TASK DETAILS | Quote all entries exactly, leaving pictures aside.

ENTRIES |
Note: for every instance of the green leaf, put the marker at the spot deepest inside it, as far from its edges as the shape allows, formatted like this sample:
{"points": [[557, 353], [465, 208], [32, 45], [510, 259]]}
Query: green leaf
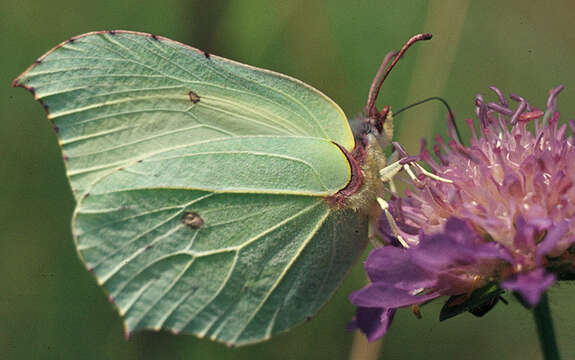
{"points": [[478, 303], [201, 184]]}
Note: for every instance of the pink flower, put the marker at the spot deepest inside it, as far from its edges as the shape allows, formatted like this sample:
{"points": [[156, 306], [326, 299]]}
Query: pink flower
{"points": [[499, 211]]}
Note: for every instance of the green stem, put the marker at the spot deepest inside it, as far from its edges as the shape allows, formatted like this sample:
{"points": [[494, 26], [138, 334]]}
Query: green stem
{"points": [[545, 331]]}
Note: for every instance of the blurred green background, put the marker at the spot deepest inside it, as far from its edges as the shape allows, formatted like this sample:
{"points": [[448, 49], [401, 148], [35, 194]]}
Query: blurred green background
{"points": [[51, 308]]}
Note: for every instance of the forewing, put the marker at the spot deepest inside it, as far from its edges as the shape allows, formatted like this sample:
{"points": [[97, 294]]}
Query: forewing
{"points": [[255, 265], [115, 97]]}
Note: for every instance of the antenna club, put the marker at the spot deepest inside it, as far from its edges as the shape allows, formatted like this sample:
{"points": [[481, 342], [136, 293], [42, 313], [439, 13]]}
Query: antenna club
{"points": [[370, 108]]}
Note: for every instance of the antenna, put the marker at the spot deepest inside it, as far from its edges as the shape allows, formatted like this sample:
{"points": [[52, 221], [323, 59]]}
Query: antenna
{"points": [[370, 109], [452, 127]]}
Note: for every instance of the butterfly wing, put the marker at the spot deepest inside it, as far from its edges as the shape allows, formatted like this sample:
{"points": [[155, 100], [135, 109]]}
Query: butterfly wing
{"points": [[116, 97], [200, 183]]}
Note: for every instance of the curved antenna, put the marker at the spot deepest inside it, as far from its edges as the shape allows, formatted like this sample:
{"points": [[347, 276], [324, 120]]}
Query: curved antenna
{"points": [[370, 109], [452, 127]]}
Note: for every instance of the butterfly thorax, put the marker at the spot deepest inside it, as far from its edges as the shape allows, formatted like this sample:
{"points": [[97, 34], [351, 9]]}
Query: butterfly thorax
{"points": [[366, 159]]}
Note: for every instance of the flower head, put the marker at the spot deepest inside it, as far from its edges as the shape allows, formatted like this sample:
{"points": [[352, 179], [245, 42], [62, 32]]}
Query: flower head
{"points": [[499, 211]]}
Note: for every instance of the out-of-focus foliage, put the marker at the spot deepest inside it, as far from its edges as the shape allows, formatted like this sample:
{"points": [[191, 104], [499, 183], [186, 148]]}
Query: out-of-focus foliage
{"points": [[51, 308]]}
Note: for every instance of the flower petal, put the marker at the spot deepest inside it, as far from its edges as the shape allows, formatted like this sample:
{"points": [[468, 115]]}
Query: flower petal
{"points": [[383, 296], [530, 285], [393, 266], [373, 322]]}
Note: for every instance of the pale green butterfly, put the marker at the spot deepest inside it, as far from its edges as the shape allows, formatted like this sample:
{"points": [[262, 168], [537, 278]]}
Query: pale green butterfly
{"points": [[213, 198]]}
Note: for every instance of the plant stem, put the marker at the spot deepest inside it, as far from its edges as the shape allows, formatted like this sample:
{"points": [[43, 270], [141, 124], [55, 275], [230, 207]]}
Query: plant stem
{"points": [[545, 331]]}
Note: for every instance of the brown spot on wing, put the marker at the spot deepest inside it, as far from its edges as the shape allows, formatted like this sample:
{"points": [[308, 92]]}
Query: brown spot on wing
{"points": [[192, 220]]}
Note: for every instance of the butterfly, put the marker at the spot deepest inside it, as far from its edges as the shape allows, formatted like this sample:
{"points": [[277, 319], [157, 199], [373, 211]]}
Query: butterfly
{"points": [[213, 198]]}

COMPLETED TASK |
Note: for every instance of the green leaf, put the marker at the spot deepest inside it, as far from its edges as the shape allows, formatted like this sample:
{"points": [[557, 353], [465, 208], [32, 45], [510, 259]]}
Query: green leaf
{"points": [[478, 303], [201, 184]]}
Note: for every instance of the pink flower, put the marker at the spot deepest inside it, as far from its edges as the shape allows, formatted like this sample:
{"points": [[156, 306], [326, 299]]}
Query: pink flower
{"points": [[499, 211]]}
Note: for every instance of the green stem, put the marker at the spot deepest inside it, as far from its edges as the shape allows, formatted like this sample:
{"points": [[494, 26], [138, 334]]}
Query: green stem
{"points": [[545, 331]]}
Note: for every instance of the blurred green background, put the marker at the spot deepest inside it, as far from its edges as the shape allows, formatted like this sample:
{"points": [[448, 49], [401, 148], [35, 194]]}
Query: blurred green background
{"points": [[51, 308]]}
Note: for every instance of the forewing, put the marker at the spot deepest inside it, as far from its edges as the shape allows, formatted like this sample:
{"points": [[97, 294]]}
Query: forewing
{"points": [[255, 265], [115, 97]]}
Note: for every instance of the antenna club, put the marker at the spot deepest inside it, as far from its edges as the shape allows, formatted like this sample:
{"points": [[481, 342], [136, 293], [42, 313], [439, 13]]}
Query: antenna club
{"points": [[370, 108]]}
Note: for every instance of the antenna, put the marker at the spot deepest inside it, as far from its edges as the shape allows, formatted like this sample:
{"points": [[52, 221], [323, 59]]}
Query: antenna
{"points": [[370, 109], [452, 127]]}
Note: for every instance of the butterfly wing, put the marker at the spot deepest inside it, as far from its edges as the shape allows, formatted like this sample:
{"points": [[155, 100], [135, 109]]}
Query: butterfly wing
{"points": [[116, 97], [200, 183]]}
Note: for every instance of the curved antenna, put the marker at the spot deepest inside it, as far from its edges as the shape allows, formatted like this sample:
{"points": [[347, 276], [324, 120]]}
Query: curved antenna
{"points": [[370, 109], [452, 127]]}
Note: for every instance of the butterfly thorax, put the marker at the spot deepest inside it, as far from its edges as the shape allows, formatted like this sample:
{"points": [[97, 34], [351, 9]]}
Query: butterfly thorax
{"points": [[366, 159]]}
Note: for every instance of the flower head, put the marker at the spot deepest inside it, as far from its edges as the shape allows, formatted like this sample:
{"points": [[352, 179], [245, 42], [62, 32]]}
Query: flower head
{"points": [[499, 211]]}
Note: for every instance of the out-of-focus foliage, put the marker at the spot deepest inside it, as far from its edges as the shape allows, formatted like this sample:
{"points": [[191, 104], [499, 183], [186, 148]]}
Query: out-of-focus foliage
{"points": [[51, 308]]}
Note: for every instance of the flower petal, put the marker at the spot deepest inside it, as far from its edges as the shape allows, formatted like this sample:
{"points": [[468, 115]]}
Query: flower petal
{"points": [[383, 296], [530, 285], [393, 266], [373, 322]]}
Note: for every instance of the pale green butterfly, put the marker at the spot deepest inside it, as far from its edges as the shape allows, formatted like this sample:
{"points": [[262, 168], [537, 278]]}
Query: pale green butterfly
{"points": [[213, 198]]}
Note: for every instance of the plant stem, put the marker at the spot deepest inside it, as far from its edges as the shape allows, formatted like this sample:
{"points": [[43, 270], [141, 124], [55, 275], [230, 207]]}
Query: plant stem
{"points": [[545, 331]]}
Note: for every instance of the brown spot on wing, put the marker at the spot deepest inside it, as far from its edges as the shape allows, formatted like this sample:
{"points": [[308, 92]]}
Query: brown spot on wing
{"points": [[192, 220]]}
Note: for every instance of the butterfly, put the marker at the spot deepest inside it, as far from its edges as the shape allows, formatted like this sample:
{"points": [[277, 319], [157, 199], [373, 211]]}
Query: butterfly
{"points": [[213, 198]]}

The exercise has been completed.